_IL TUO COMPITO_.
Prosegui l'articolo sul processo a Pier Paolo Brega Massone, riprendendo subito dopo la sua ultima frase.

_TESTO FORNITO_.
○ ○ ○ ○ ○ ○ ○

Pavia, 4 marzo 2012 - L'unica certezza al momento è una condanna a 15 anni e 6 mesi. È la pena inflitta in primo grado a Pier Paolo Brega Massone, ex primario della Clinica Santa Rita. Secondo i giudici, il chirurgo toracico accusato di avere inutilmente operato una novantina di pazienti per ricavarne un profitto personale, è colpevole di falso, truffa e lesioni dolose aggravate. Il caso era scoppiato nel giugno 2008, quando la Santa Rita era stata ribattezzata “clinica degli orrori” e il medico pavese dipinto come un mostro. «E se il mostro fosse innocente?», si domandano ora due giornaliste, Giovanna Baer e Giovanna Cracco, che hanno scritto una controinchiesta sul processo in libreria in concomitanza con l’avvio del processo d’Appello previsto per domani.

«Un’attenta lettura delle carte del processo solleva molti interrogativi — sostengono le giornaliste —. Le consulenze mediche dell’accusa presentano lacune, eppure sono quelle della difesa a essere ritenute “inattendibili”. E il tribunale non ha disposto una perizia super partes». Domani alle 21 nel collegio Santa Caterina, su iniziativa del presidente dell’Ordine dei medici di Pavia Giovanni Belloni, il libro sarà presentato per la prima volta dalle autrici, e dell’avvocato del chirurgo Luigi Fornari. Tra il pubblico ci sarà la moglie del chirurgo, Barbara Magnani, che si divide tra il suo lavoro in ufficio, il ruolo di mamma e quello di moglie che due volte alla settimana va a colloquio con il marito a San Vittore. «È una vicenda kafkiana — dice lei — perché alcuni pazienti di mio marito che si erano presentati con indicazioni chirurgiche poste da altri. Inoltre, per alcuni interventi è stato condannato nel penale e assolto nel civile». Altro sull’aspetto giudiziario Barbara non racconta. Parla di sé e del marito come di una «coppia normale, che si era conosciuta all’università e sposata 14 anni fa per andare a vivere nella casa lasciata dai genitori di lei e trascorrere le vacanze nella casa acquistata dai genitori di lui».

○ ○ ○ ○ ○ ○ ○

_RIGHE DEL DATASET_.
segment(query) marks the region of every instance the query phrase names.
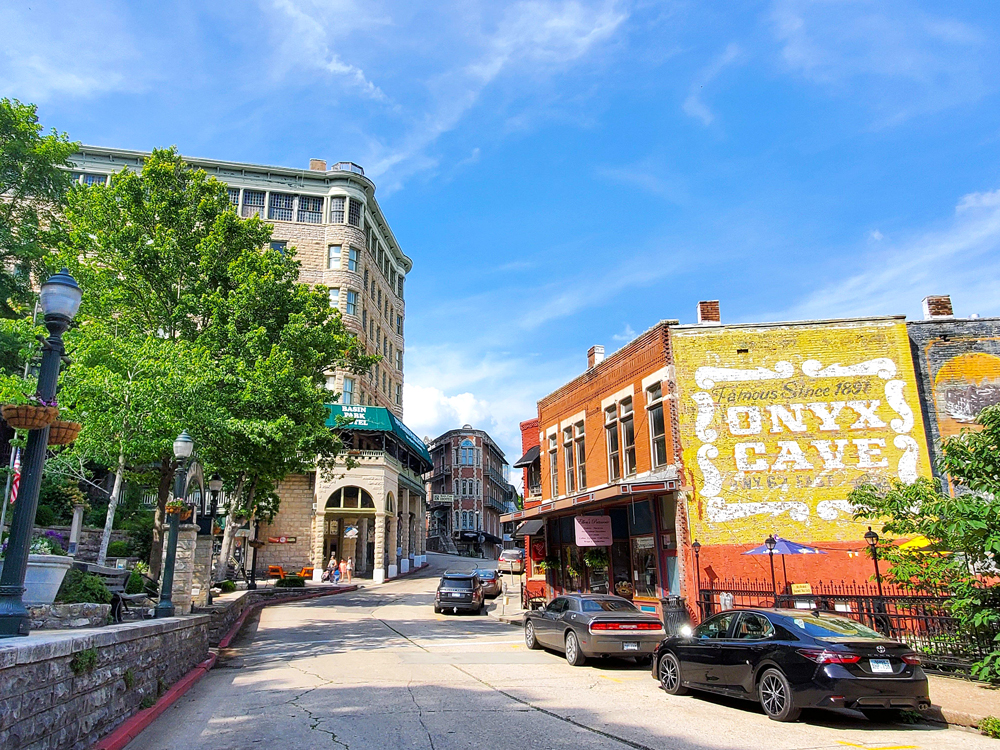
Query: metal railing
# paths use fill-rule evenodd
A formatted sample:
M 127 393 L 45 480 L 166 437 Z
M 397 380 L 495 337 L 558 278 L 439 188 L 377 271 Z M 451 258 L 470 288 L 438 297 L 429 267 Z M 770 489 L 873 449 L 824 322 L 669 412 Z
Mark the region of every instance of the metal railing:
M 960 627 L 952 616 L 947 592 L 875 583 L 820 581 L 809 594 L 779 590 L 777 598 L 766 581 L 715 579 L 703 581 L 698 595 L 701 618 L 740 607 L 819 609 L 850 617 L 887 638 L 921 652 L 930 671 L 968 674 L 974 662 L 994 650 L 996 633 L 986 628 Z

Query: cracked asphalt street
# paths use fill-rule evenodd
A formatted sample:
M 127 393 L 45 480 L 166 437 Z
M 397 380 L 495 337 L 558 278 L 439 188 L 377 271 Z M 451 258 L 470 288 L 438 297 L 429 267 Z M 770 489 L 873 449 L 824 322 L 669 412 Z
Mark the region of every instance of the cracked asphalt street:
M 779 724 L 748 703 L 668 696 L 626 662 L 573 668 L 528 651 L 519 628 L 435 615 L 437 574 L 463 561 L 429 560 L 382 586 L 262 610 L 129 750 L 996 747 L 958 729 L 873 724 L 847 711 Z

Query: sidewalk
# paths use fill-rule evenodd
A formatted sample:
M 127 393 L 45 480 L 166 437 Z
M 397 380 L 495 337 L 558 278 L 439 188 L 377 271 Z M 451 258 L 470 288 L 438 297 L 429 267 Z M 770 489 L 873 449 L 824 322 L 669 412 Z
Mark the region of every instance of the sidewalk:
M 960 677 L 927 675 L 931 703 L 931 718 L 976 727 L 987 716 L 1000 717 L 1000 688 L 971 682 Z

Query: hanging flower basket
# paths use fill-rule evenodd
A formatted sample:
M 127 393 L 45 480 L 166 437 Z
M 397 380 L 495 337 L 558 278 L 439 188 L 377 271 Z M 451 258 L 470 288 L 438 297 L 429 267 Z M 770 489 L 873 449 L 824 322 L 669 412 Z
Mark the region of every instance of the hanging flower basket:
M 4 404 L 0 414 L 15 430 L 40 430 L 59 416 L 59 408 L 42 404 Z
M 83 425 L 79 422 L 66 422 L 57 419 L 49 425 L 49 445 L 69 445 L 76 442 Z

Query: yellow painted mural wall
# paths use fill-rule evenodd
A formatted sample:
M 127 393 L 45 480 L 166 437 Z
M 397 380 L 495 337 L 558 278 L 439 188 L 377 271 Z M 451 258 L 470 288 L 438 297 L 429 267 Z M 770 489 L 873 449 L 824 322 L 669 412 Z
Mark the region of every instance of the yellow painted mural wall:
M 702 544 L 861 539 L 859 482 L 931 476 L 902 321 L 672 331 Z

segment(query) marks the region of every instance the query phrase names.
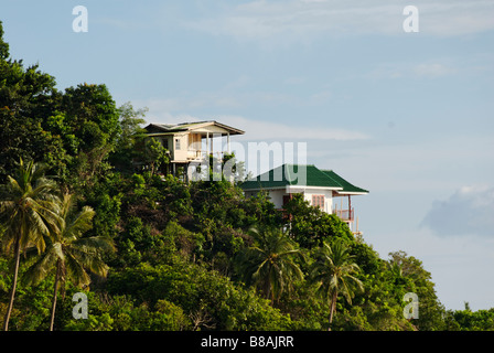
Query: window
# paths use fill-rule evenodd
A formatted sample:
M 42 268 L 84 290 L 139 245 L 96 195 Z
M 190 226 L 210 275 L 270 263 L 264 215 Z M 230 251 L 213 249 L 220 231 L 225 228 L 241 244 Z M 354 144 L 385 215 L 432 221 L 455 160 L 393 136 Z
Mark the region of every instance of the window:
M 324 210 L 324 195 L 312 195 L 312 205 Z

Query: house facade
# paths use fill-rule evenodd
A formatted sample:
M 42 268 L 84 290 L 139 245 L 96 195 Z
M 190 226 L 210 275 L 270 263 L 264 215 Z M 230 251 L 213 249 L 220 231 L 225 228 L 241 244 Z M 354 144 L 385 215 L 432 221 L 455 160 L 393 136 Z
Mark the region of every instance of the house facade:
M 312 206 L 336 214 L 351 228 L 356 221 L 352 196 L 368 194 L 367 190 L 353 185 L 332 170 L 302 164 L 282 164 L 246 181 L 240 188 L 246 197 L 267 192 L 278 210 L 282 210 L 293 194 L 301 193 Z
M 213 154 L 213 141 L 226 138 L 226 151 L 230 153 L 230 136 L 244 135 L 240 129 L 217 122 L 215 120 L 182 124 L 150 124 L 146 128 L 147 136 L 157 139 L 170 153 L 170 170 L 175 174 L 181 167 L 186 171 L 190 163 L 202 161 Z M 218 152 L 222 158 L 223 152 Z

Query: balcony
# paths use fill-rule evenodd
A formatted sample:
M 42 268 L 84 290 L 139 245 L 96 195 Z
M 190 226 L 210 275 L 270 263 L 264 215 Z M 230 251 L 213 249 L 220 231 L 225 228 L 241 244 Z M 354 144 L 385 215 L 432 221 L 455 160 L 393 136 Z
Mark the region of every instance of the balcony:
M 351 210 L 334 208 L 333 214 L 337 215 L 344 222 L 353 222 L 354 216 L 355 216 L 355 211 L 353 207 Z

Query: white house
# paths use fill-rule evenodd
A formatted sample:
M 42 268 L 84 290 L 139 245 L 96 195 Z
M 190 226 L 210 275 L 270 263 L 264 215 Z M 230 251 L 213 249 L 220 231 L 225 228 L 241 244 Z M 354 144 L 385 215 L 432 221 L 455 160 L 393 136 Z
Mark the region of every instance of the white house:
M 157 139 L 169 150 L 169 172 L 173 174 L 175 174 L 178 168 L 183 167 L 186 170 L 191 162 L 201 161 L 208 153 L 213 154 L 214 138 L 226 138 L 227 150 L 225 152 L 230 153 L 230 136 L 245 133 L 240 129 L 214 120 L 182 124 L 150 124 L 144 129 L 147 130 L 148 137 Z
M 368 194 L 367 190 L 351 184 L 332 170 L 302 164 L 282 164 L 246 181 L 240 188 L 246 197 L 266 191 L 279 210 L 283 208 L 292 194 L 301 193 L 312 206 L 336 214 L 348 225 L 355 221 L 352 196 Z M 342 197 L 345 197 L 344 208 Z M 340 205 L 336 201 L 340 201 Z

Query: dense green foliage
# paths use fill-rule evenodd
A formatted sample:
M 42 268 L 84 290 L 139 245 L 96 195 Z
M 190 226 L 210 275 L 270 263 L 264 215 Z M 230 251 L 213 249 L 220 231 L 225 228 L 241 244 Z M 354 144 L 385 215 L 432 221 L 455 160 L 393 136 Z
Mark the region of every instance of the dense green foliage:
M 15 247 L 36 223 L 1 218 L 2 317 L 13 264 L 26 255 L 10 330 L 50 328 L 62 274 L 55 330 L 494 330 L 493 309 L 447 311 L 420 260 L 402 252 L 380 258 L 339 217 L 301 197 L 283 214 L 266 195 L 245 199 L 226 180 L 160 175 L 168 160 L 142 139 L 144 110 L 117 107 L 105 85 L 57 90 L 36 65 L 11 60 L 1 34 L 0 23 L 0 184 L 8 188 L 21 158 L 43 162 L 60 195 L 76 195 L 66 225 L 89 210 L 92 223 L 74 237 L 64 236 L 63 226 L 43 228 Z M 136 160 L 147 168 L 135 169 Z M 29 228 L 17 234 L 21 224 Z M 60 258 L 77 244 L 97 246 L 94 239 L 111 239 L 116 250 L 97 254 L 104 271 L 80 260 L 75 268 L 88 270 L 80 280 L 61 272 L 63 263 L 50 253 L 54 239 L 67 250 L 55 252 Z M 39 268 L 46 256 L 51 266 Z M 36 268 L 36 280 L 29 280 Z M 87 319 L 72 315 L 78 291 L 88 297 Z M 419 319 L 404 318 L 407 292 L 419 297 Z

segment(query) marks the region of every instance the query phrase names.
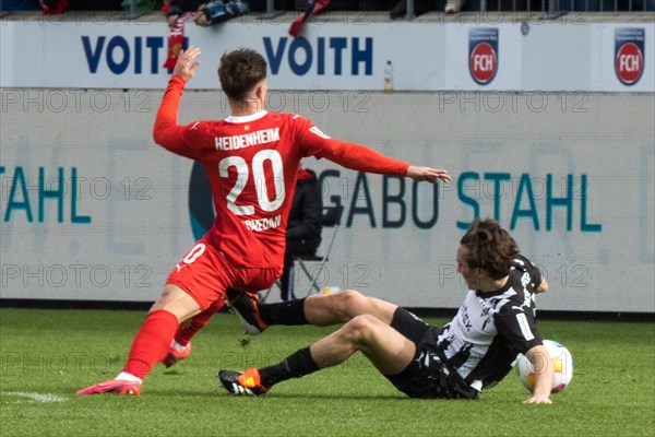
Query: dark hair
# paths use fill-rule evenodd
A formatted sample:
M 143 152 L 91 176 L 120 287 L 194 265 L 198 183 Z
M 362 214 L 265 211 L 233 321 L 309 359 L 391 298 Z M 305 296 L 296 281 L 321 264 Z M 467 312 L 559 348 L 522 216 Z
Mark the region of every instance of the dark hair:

○ ○ ○ ○ ○ ○ ○

_SPAZIO RISPOSTA_.
«La chirurgia era la sua passione di mio marito — ripete — e i migliori chirurghi sono dalla sua parte, come alcuni pazienti, mentre non biasimo gli altri che hanno ricevuto l’invito a costituirsi parte civile nel processo e hanno accettato di farlo». Oggi Barbara Magnani vive con il suo stipendio da dipendente pubblico «ma nella disgrazia ho trovato tanti aiuti. I miei genitori mi aiutano, mentre avvocati e consulenti hanno letto la documentazione e accettato di difendere mio marito senza presentarmi ancora una parcella che non potrei pagare. Intanto lui in carcere lavora alla sua difesa con forte convinzione: prima o poi la verità verrà a galla».